_Tasks to complete_
- A) From the post about hydraulic hissing, what are the answers to these?
(i) Which cars does it list as fitted with a flow distributor valve?
(ii) What did the hissing turn into after the accumulator went?
(iii) What was being fitted to the family 2CV at the dealer?
- B) Can you reproduce the part of the post about hydraulic hissing starting at "Hi, I just joined" and ending at "- three models."?

_Supplied text_
=======
Hi, I just joined you folks! but I wanted to add something about this penomenon.
This subject crops up often over the years on French car Forum and others, my take on this is that it is actually a totally normal characteristic of the system fitted to cars with a flow distributor valve (BX with PAS, Mk.1 Xantias up until 1995, Mk.1 and Mk 1.5 XMs) - three models.
I first noticed it when these models were more abundant in the early 90s, I'd hear this noise coming from them stopped in traffic when I was walking to school. These cars were new or couple of years old. Then I persuaded my old man to choose a Xantia and then our Mk. 1 Xantia would make the intermittent hissing when running. Years later the accumulator went and the hissing changed to a little 'chirp' every 2 seconds ( seemed directly connected to the rapid regulator clicking) upon replacing the accumulator the hissing returned and the steering feel improved.
Some owners see this hissing sound as a fault - I always thought it was cool and would always identify a nearby Xm or something by this. The earliest memory of it though was at a Citroen dealer in the late 80s, we were there to get some seatbelts fitted to the family 2CV and we got a demo of a new BX. When it was started and rose up there was that audible, occasional and at times quite long hissing sound of 'some hydraulic mechanism' in there. To this day I'm certain it's not a fault at all especially where there are no other symptoms like sloppy steering or mega slow suspension.
=======
_Data extracts_

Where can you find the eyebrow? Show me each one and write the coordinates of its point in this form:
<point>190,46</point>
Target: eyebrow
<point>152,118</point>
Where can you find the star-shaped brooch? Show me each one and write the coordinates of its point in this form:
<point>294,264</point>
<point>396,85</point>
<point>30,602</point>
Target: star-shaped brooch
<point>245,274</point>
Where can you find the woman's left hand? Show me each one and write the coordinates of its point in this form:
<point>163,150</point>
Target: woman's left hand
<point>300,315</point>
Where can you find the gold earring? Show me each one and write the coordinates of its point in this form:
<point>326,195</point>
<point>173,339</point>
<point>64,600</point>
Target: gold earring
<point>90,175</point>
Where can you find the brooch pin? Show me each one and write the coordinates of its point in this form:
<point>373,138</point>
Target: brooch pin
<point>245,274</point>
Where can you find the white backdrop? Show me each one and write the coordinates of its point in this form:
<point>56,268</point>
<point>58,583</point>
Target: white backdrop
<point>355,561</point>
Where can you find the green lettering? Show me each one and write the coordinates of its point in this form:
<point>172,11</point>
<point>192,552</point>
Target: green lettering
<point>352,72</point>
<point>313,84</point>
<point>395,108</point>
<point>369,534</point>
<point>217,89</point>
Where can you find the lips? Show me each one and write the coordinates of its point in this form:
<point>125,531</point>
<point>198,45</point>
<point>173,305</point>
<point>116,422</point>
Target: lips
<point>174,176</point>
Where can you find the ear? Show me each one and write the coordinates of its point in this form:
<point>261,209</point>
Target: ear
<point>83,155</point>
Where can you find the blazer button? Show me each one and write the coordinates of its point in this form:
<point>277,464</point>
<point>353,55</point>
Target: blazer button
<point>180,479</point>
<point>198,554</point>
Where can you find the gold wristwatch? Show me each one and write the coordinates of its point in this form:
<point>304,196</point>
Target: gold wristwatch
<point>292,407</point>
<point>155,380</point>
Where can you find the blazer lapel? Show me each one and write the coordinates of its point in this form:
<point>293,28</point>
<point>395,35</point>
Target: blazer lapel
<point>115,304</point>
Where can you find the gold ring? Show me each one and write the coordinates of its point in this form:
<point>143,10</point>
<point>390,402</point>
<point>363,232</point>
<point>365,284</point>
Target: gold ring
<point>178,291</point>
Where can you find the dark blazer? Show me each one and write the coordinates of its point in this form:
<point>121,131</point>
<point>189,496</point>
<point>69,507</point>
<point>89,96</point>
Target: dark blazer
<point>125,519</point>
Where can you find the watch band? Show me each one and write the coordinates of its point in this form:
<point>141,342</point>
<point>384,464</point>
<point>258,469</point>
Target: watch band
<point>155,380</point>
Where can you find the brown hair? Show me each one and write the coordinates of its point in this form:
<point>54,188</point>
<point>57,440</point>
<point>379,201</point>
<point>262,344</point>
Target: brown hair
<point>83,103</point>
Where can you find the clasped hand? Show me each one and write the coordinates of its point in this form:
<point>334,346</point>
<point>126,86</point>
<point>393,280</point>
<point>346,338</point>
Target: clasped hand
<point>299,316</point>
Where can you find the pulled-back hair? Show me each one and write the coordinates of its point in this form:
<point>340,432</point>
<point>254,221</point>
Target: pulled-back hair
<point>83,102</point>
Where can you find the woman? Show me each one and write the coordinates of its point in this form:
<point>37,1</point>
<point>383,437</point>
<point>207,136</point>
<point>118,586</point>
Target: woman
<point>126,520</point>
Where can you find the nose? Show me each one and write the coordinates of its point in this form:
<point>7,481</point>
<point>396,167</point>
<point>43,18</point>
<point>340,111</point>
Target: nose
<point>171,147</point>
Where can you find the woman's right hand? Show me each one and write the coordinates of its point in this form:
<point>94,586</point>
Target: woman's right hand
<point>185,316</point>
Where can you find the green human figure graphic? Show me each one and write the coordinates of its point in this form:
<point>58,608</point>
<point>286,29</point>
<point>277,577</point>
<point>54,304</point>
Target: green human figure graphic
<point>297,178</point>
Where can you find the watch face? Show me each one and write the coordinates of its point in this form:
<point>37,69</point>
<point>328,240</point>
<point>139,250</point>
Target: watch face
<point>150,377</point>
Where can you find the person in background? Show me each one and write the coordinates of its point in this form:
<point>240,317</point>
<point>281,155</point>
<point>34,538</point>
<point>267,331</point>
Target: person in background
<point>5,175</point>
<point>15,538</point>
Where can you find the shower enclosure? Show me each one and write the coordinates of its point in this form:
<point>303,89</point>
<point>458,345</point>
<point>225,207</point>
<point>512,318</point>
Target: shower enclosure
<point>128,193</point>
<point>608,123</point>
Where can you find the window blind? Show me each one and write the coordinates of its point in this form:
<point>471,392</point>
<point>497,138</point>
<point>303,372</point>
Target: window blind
=======
_Results of the tasks_
- A)
(i) The BX with PAS, Mk.1 Xantias up until 1995, and Mk.1 and Mk 1.5 XMs.
(ii) A little 'chirp' every 2 seconds.
(iii) Seatbelts.

- B)
Hi, I just joined you folks! but I wanted to add something about this penomenon.
This subject crops up often over the years on French car Forum and others, my take on this is that it is actually a totally normal characteristic of the system fitted to cars with a flow distributor valve (BX with PAS, Mk.1 Xantias up until 1995, Mk.1 and Mk 1.5 XMs) - three models.